### Task objective
Every single entry that follows must be copied exactly.

### Given entries
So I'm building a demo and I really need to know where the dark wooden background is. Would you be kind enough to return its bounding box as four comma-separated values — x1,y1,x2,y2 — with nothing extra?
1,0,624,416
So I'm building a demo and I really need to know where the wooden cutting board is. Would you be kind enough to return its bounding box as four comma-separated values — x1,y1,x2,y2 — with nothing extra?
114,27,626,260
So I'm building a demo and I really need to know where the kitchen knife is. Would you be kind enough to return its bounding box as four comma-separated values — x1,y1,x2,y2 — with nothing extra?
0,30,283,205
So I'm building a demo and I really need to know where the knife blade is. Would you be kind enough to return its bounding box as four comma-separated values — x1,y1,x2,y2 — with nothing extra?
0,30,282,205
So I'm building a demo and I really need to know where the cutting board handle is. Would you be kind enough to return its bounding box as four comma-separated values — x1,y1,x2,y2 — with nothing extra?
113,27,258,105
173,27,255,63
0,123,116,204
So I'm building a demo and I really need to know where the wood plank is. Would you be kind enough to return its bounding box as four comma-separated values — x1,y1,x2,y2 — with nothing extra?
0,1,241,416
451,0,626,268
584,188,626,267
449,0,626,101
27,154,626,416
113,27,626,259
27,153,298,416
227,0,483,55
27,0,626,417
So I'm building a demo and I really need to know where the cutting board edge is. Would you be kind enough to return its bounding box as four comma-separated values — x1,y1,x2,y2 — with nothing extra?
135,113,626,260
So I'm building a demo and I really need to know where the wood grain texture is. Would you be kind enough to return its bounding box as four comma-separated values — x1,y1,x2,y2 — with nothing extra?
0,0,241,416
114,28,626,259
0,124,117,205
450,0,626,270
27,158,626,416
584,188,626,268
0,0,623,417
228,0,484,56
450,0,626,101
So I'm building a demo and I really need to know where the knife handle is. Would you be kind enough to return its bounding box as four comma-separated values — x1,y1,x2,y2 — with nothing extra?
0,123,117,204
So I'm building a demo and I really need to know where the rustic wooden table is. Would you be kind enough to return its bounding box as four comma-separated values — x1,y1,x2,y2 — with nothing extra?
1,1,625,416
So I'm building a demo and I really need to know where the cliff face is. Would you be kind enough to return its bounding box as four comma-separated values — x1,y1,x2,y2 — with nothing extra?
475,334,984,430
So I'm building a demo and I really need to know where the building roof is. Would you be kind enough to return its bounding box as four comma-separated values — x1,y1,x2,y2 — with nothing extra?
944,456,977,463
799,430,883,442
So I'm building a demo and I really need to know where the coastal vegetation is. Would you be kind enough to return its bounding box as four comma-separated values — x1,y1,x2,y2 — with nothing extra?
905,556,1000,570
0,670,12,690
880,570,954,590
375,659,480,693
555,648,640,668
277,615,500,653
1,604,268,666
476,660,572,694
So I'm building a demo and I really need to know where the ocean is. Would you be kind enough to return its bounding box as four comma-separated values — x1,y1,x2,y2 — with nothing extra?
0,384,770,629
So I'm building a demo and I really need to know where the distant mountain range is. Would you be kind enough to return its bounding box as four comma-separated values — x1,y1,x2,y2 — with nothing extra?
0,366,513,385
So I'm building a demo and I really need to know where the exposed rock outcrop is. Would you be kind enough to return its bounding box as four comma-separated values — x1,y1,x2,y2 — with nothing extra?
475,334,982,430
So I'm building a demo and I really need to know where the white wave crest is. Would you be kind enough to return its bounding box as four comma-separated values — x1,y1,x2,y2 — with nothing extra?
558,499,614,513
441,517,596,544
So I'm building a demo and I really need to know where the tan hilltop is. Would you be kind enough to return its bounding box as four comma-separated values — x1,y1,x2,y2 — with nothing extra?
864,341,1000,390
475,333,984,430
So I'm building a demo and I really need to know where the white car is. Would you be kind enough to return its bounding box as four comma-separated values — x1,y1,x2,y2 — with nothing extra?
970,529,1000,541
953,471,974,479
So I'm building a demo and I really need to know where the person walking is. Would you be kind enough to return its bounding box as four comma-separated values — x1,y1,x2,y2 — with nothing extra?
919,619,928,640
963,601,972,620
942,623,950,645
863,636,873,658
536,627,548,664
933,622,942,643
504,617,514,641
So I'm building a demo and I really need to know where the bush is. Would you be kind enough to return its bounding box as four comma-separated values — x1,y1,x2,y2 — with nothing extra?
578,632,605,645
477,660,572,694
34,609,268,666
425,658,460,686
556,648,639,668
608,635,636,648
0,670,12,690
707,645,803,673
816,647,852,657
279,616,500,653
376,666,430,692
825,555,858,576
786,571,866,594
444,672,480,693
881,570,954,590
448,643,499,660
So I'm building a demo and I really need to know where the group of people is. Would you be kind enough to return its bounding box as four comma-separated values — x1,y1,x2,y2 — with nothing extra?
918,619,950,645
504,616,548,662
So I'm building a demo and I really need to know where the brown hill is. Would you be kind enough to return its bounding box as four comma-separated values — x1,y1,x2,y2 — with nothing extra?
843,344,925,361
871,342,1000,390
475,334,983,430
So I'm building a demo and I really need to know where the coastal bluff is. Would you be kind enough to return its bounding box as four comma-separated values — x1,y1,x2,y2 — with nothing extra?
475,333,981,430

### Solution to this task
So I'm building a demo and I really need to know where the dark wooden background is. Would you be kind enough to return its bounding box as four comma-separated values — x1,y1,x2,y2 — with nothing extra?
1,0,624,416
So I'm building a demo and I really need to know where the wooden cutting board is. Would you be kind enough to return its bounding box as four comma-separated values — x1,y1,x2,y2 — with nothing extra?
114,27,626,260
So I'm building a demo and I really need to know where the kitchen knife is. Would you be kind enough to return its bounding box as four comma-separated values — x1,y1,x2,y2 — with nothing extra?
0,30,283,205
So I'm building a demo and I really need to know where the knife blade is. Would you be kind enough to return its bounding box as four comma-separated values — x1,y1,x2,y2 — with nothing extra?
0,30,282,205
So I'm building a demo and I really need to know where the cutting board handle is. Would you be kind enough to return its bounding box as four comma-separated values — x1,y1,x2,y2 — with nothing extra?
113,27,258,105
173,27,255,63
0,123,116,204
So I'm building a demo and I really need to know where the wood plank is. Would you be kind enough to return its bounding box as four comma-separated values — x1,y1,x2,y2 — with nothing extra?
0,1,241,416
451,0,626,268
584,188,626,267
449,0,626,101
27,154,626,416
113,27,626,259
27,153,298,416
227,0,483,55
27,0,626,417
So I'm building a demo and I really need to know where the cutting board edge is. Would you be kind enough to return its bounding box as four comma-separated values — x1,y1,x2,y2 — with nothing extra?
135,113,626,260
So I'm building a demo and I really need to know where the wood grain texture is. Would you be kind enough to return its bounding box as four comma-separated values — x1,y1,x2,y2 — with nothing extra?
0,0,241,416
114,28,626,259
0,124,117,205
450,0,626,270
27,158,626,416
584,188,626,268
0,0,623,417
228,0,484,56
450,0,626,101
So I'm building a demo and I really need to know where the knife handle is. Would you be kind enough to return its bounding box as four comma-separated values — x1,y1,x2,y2 — with nothing extra?
0,123,117,204
So I'm building a demo and I really need to know where the rustic wooden table is. Would you be kind enough to return its bounding box as four comma-separated values — x1,y1,x2,y2 — with nothing extra?
1,1,625,416
So I'm building a demo and I really need to know where the cliff face is. Would you be kind enough to return its bounding box as four comma-separated values — x1,y1,x2,y2 — with nothing extra?
475,334,984,430
So I'm building a demo and I really need to know where the building roof is. Would you be kind enough to return its bounding box as four comma-separated values — x1,y1,x2,y2 — with nothing extra?
944,456,977,463
799,430,883,442
So I'm building a demo and I really need to know where the coastal vegetation is. Would you be kind enough to return its bounding box as four comma-separated values — x1,y1,x2,y2 — with nothing extra?
905,556,1000,570
0,670,12,690
880,570,954,590
375,659,480,693
555,648,640,668
277,615,500,653
1,604,268,666
476,660,572,694
So I'm building a demo and I really need to know where the ocean is. Would you be kind enough to return its bounding box as four comma-separated values — x1,y1,x2,y2 — with nothing extra?
0,384,770,629
So I'm building a demo and I really need to know where the distant mountain range is. Would you be kind enough to return its bounding box as four comma-separated values — x1,y1,x2,y2 — with nothing extra?
0,366,513,385
So I'm building a demo and I really need to know where the exposed rock outcrop is. Would you be kind enough to return its bounding box as four comma-separated values — x1,y1,x2,y2 — with nothing extra?
475,334,982,430
So I'm building a demo and I really need to know where the white wave crest is. Would you be kind enough to return its bounding box as four comma-separated values — x1,y1,x2,y2 — with nothing extra?
558,499,614,513
441,517,596,544
So I'm building a demo and I really need to know where the tan hilltop is. Would you be kind enough to return its bounding box as four comma-separated values — x1,y1,x2,y2 — with nothing extra?
864,341,1000,390
475,333,984,430
So I'm building a demo and I really need to know where the white car is. Would you be kind enough to return its bounding box as four comma-separated values — x1,y1,x2,y2 — with nothing extra?
970,529,1000,541
953,471,974,479
So I'm building a demo and I really need to know where the person walking is. Would you be kind enough to return its bounding box as four comma-separated values — x1,y1,x2,y2 — with nothing extra?
919,619,928,640
963,601,972,620
942,623,950,645
863,636,873,658
536,627,548,664
933,622,942,643
504,617,514,641
So I'm building a demo and I really need to know where the bush is. Would you be kind enough to return its bounding box as four comma-separated values — x1,y1,x2,y2 — with nothing extra?
578,632,605,645
477,660,572,694
34,609,268,666
425,658,460,686
556,648,639,668
608,635,636,648
0,670,12,690
707,645,803,673
816,647,852,657
279,616,500,653
376,666,430,692
825,555,858,576
786,571,866,594
444,672,480,693
881,570,954,590
448,643,499,660
So I'm building a demo and I really need to know where the group of people is. Would you be kind enough to return its bounding box as four comma-separated values — x1,y1,x2,y2 — with nothing extra?
918,619,950,645
504,616,548,662
So I'm building a demo and I really need to know where the brown hill is. Would you be kind enough to return its bounding box as four comma-separated values — x1,y1,x2,y2 — with nothing extra?
843,344,925,361
871,342,1000,390
475,334,983,430
So I'm building a demo and I really need to know where the coastal bluff is. Would you be kind enough to return its bounding box as four comma-separated values — x1,y1,x2,y2 — with nothing extra?
475,333,981,430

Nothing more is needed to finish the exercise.